Exercise requirements =>
1. Summarize the thread on extracting plain text from PDF in Go in two sentences.
2. Reproduce the part of the thread on extracting plain text from PDF in Go starting at "func readPdf(path string)" and ending at "p := r.Page(pageIndex)".

Passage to read =>
How to extract plain text from PDF in golang

2019-07-12 18:50发布

问题:

I want to extract text from pdf file using GO. I tried using ledongthuc/pdf Go package that implement the method GetPlainText() to get plain text content without format. But I don't get the plain text. I have as a result:

 W
 S
 D
 V
 Y R
 O
 R
 Q
 W
 D
 L
 U
 H
 P
 H
 Q
 W
......

Go code

package main

import (
    "bytes"
    "fmt"

    "github.com/ledongthuc/pdf"
)

func main() {
    content, err := readPdf("test.pdf")
    if err != nil {
        panic(err)
    }
    fmt.Println(content)
    return
}

func readPdf(path string) (string, error) {
    r, err := pdf.Open(path)
    if err != nil {
        return "", err
    }
    totalPage := r.NumPage()

    var textBuilder bytes.Buffer
    for pageIndex := 1; pageIndex <= totalPage; pageIndex++ {
        p := r.Page(pageIndex)
        if p.V.IsNull() {
            continue
        }
        textBuilder.WriteString(p.GetPlainText("\n"))
    }
    return textBuilder.String(), nil
}

回答1:

You can have a message such as "Exemple of a pdf document." instead of

Ex
a
m
pl
e

of

a

pd
f

doc
u
m
e
nt
.

What you need to do is change the textBuilder.WriteString(p.GetPlainText("\n")) to

textBuilder.WriteString(p.GetPlainText(""))

I hope this helps.

Record set =>
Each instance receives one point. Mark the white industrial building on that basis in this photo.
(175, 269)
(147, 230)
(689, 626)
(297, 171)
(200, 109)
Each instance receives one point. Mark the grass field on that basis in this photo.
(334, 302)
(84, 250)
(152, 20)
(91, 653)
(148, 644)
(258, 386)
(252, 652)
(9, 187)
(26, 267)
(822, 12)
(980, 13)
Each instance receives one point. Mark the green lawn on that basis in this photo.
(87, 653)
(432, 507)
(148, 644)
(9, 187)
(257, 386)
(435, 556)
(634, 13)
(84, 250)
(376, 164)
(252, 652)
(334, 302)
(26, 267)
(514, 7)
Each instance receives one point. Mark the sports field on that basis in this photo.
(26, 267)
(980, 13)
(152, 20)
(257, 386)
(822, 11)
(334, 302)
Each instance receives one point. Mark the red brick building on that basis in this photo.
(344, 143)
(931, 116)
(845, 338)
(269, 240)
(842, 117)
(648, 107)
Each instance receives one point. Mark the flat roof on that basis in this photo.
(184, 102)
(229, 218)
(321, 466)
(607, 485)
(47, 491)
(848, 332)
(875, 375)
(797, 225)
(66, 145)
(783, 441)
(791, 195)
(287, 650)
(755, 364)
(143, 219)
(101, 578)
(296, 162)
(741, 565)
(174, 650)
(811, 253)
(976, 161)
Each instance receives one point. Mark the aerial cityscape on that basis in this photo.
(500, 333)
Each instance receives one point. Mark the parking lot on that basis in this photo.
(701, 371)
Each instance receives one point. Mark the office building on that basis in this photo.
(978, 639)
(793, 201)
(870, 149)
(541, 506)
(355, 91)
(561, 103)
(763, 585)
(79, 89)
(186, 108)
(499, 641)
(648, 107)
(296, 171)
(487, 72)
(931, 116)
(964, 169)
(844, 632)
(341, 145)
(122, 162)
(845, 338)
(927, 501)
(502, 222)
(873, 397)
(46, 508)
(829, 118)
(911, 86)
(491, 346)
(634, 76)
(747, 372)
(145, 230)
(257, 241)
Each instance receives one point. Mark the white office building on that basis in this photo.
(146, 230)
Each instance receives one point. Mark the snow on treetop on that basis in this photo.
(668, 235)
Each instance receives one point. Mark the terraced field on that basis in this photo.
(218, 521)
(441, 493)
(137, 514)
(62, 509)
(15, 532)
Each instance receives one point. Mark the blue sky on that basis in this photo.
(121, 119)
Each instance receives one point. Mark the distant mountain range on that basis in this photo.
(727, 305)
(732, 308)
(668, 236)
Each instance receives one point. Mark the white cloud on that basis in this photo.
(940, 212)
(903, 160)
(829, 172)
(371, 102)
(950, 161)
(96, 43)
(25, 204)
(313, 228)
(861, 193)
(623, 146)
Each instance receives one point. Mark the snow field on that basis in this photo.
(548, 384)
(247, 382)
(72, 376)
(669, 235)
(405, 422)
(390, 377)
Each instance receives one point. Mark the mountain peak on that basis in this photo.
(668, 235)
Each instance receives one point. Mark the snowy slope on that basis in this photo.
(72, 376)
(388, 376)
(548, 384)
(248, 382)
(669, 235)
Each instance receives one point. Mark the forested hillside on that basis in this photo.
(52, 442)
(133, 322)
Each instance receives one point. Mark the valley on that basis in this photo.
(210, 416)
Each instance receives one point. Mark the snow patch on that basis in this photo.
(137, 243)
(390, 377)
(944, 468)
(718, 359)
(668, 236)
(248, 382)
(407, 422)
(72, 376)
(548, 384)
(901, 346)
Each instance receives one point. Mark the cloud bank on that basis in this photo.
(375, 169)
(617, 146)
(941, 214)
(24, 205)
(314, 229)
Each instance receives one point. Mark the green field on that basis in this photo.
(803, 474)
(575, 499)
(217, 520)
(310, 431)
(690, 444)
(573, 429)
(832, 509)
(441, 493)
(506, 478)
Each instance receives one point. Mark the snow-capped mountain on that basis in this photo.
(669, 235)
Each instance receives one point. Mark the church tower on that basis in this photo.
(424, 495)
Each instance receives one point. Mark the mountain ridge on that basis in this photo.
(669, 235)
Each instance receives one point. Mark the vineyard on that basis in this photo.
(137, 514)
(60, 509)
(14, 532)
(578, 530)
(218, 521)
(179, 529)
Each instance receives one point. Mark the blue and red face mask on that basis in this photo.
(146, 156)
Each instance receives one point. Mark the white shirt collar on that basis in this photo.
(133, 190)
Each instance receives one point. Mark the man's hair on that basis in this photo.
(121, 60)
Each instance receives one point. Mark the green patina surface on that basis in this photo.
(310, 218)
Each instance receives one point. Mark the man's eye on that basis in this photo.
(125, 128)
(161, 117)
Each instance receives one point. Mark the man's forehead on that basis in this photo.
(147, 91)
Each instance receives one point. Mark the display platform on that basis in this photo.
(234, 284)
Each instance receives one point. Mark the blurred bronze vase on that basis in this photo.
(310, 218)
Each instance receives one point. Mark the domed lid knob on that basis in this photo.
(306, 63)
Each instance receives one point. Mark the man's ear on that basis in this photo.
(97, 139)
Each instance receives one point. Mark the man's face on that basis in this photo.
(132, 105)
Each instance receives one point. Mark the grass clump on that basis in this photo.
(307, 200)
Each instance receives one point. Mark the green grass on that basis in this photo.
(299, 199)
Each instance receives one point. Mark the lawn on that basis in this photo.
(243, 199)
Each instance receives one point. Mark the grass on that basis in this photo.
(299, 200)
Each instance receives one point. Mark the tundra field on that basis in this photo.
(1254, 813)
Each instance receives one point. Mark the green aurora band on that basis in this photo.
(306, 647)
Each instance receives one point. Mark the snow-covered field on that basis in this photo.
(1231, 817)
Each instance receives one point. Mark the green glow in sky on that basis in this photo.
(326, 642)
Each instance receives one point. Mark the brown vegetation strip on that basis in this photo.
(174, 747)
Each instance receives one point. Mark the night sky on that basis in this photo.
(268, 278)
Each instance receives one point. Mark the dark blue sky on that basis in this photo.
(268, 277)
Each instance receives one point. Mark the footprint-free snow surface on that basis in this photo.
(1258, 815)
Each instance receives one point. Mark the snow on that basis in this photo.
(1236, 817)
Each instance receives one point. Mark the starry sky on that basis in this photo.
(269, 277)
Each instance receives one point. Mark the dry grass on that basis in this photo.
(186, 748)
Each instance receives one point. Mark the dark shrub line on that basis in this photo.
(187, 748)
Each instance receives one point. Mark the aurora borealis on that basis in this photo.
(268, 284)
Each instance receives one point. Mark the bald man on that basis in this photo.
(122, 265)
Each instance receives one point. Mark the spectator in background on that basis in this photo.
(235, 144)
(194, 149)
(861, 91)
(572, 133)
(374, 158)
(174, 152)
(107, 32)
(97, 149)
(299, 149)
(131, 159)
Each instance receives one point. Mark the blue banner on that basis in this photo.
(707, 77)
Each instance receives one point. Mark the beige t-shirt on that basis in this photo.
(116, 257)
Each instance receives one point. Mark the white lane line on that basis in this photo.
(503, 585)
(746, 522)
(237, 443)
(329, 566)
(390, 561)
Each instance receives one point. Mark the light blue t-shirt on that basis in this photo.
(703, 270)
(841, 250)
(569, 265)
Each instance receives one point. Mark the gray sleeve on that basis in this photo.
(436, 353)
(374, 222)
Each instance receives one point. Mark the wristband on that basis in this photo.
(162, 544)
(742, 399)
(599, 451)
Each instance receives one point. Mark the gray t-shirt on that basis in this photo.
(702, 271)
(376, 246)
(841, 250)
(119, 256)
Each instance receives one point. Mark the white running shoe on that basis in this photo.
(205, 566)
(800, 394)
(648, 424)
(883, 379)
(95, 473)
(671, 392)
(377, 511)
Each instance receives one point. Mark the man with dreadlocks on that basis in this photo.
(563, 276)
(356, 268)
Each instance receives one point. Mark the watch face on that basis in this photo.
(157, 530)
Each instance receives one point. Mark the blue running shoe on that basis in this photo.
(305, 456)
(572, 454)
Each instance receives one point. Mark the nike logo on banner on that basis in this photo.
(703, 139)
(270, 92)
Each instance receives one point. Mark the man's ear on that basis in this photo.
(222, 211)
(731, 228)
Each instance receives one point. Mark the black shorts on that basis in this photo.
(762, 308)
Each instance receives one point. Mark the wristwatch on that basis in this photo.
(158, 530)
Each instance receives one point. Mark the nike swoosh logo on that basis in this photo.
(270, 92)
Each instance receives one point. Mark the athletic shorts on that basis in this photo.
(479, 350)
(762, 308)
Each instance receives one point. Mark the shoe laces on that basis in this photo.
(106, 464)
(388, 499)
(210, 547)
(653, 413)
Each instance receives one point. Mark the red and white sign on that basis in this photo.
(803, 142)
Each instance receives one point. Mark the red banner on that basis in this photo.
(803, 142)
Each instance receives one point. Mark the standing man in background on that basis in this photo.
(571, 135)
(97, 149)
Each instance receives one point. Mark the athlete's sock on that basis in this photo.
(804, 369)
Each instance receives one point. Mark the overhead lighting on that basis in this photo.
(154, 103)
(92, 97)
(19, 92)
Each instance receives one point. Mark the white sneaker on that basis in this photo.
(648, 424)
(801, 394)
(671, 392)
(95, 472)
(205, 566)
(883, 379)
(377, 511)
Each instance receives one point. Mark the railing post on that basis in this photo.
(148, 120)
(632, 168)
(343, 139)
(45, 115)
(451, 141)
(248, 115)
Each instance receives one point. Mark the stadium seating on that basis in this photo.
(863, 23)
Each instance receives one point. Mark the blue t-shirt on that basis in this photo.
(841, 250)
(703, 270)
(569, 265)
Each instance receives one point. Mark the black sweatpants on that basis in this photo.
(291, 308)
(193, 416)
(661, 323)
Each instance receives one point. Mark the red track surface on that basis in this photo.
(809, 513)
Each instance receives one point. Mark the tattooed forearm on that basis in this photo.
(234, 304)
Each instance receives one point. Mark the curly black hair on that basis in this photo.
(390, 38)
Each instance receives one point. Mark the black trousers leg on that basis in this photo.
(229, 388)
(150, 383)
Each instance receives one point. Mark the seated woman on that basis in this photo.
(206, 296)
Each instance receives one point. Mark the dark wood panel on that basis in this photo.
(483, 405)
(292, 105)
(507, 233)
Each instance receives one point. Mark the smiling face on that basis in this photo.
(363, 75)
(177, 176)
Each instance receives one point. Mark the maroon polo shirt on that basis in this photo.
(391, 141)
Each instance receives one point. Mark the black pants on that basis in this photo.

Outputs for the tasks =>
1. The asker tried to extract text from a PDF in Go with the ledongthuc/pdf package and its GetPlainText() method, but the output came out as scattered single letters instead of plain text. The answer says to change textBuilder.WriteString(p.GetPlainText("\n")) to textBuilder.WriteString(p.GetPlainText("")), so the result reads as a message such as "Exemple of a pdf document." instead of broken fragments.

2.
func readPdf(path string) (string, error) {
    r, err := pdf.Open(path)
    if err != nil {
        return "", err
    }
    totalPage := r.NumPage()

    var textBuilder bytes.Buffer
    for pageIndex := 1; pageIndex <= totalPage; pageIndex++ {
        p := r.Page(pageIndex)